→ **Job 1**
From the review of Fear and Desire below, copy the passage starting with "The film is" and going on through "as a whole.".
→ **Job 2**
Translate this sentence from the review of Fear and Desire below into Spanish: "It’s the kind of perfect framing that became his hallmark."

[start Document text]

Fear and Desire is about a party of four soldiers trapped behind enemy lines in a forested, mountainous region. They have to make their way down a river to get back to their side, but their hasty capture of a young civilian woman and their discovery of an enemy general in a small nearby airstrip complicate their plans. The narrative is deliberately symbolic. Although the Korean War of the early 1950s was likely in Kubrick’s mind when conceiving Fear and Desire, an omniscient narrator informs the audience at the start of the movie that this could be any war, these could be any soldiers:

There is war in this forest. Not a war that has been fought, or one that will be, but any war. And the enemies who struggle here do not exist, unless we call them into being. This forest, then, and all that happens now is outside history. Only the unchanging shapes of fear—and doubt—and death—are from our world. These soldiers that you see keep our language and our time, but have no other country but the mind.

The film is thematically ambitious yet simplistic in its overt interests. The allegorical design is intriguing but, with such framing narration, it’s also overstated. This raises the question of whether Kubrick recognized this defect in the film and accordingly altered his approach to themes in later works, moving towards greater detachment and irony. As a story, the movie fails to maintain the viewer’s interest; it’s only compelling in pieces rather than as a whole.

One interesting choice is the voice-over narration from multiple characters, as they reveal their fears and desires in interior monologues. The approach is on-the-nose and contrived in execution, but it’s an intriguing experiment that anticipates the depth and complexity of Terrence Malick’s use of internal monologue in the war genre in The Thin Red Line (1998).

Produced for somewhere between $10,000 and $50,000 (reports vary), Kubrick served as cinematographer and editor in addition to director and producer. As a first film, there are some technical choices that are either deficient in execution or poorly chosen. In particular, the film frequently breaks the 180-degree rule, but without apparent reason. If Kubrick was choosing to do so in order to disorient the viewer, it works, but it also seems slipshod, rather than conscious and planned. The frequent use of close-up shots is more effective, and reminds me of the work of Carl Theodor Dreyer in The Passion of Joan of Arc (1928) and other silent films.

The editing is also a mixed bag. Some of the cuts seem delayed and awkward, but other times Kubrick constructs brilliant montages, particularly the party’s attack on a hut, which rapidly intercuts close-ups of attackers’ and victims’ faces with agonized hands and destroyed objects. The victims’ hands crushing the food they were recently eating and the spilled bowls are vivid images and capture the horror of killing without the common use of blood or gore to horrify. It’s also another example of how the film seems to formally hearken back to silent films. Apparently, Kubrick initially planned to make the film silent to keep costs down, but later changed his mind.

The acting can be overwrought, playing as the work of stage players who haven’t toned down their acting, still playing to the cheap seats at the back instead of for the abundance of close-ups. The lead commander, Kenneth Harp, has perhaps the most mid-century American “officer-like” voice I’ve ever heard. The young Paul Mazursky, who later became a director, plays the young soldier who loses his mind, but it’s a pretty overdone affair. Frank Silvera, who plays the gruff Mack, does a better job of seeming like a real human being. The constraints of an ultra-low budget meant that the five players play everyone, which actually contributes to one of film’s themes: that “the enemies who struggle here do not exist, unless we call them into being.” Already in Fear and Desire, Kubrick’s interest in war more as an internal conflict is present.   

Kubrick, ever the expert photographer, captures a few artfully composed shots. Early on, the soldiers walk across the screen on march. Two dark trees trunks stand as pillars on either side. Another cuts across. It’s the kind of perfect framing that became his hallmark. It’s also an example of how, despite Kubrick’s efforts to suppress the film, Fear and Desire is more Kubrick than he perhaps ever wanted to admit.

[end Document text]
[start Collected data]

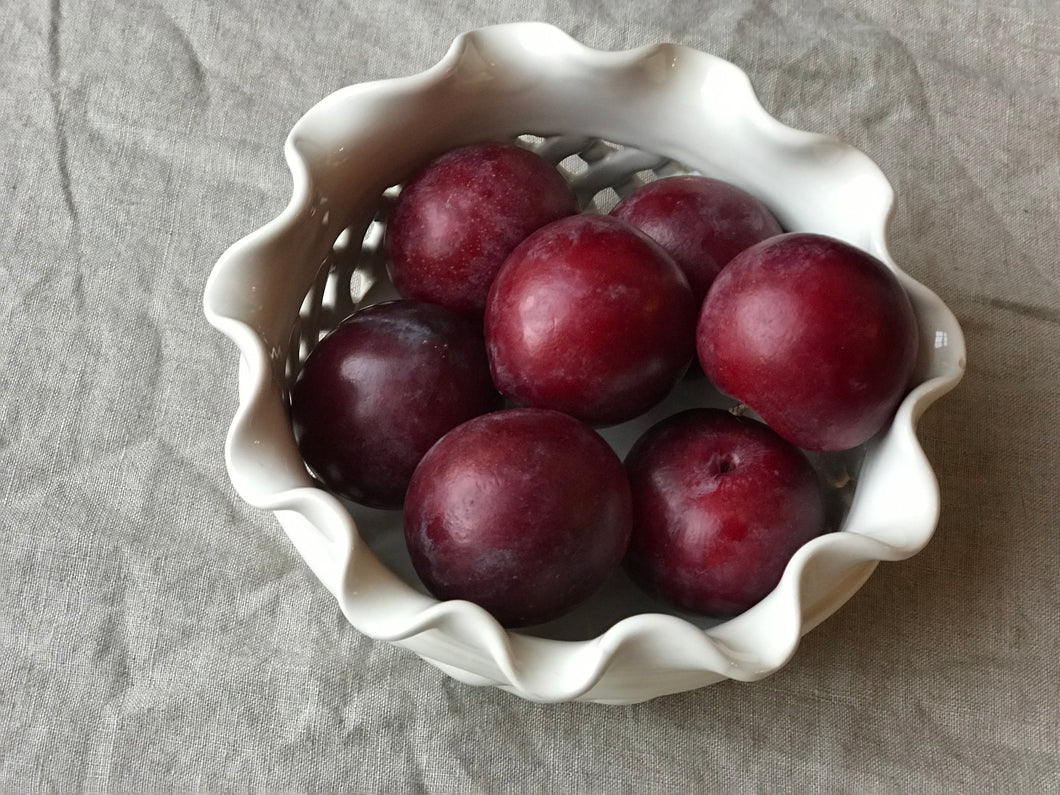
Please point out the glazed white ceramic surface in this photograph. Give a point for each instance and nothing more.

[end Collected data]

→ **Written reply 1**
The film is thematically ambitious yet simplistic in its overt interests. The allegorical design is intriguing but, with such framing narration, it’s also overstated. This raises the question of whether Kubrick recognized this defect in the film and accordingly altered his approach to themes in later works, moving towards greater detachment and irony. As a story, the movie fails to maintain the viewer’s interest; it’s only compelling in pieces rather than as a whole.

→ **Written reply 2**
Es el tipo de encuadre perfecto que se convirtió en su sello distintivo.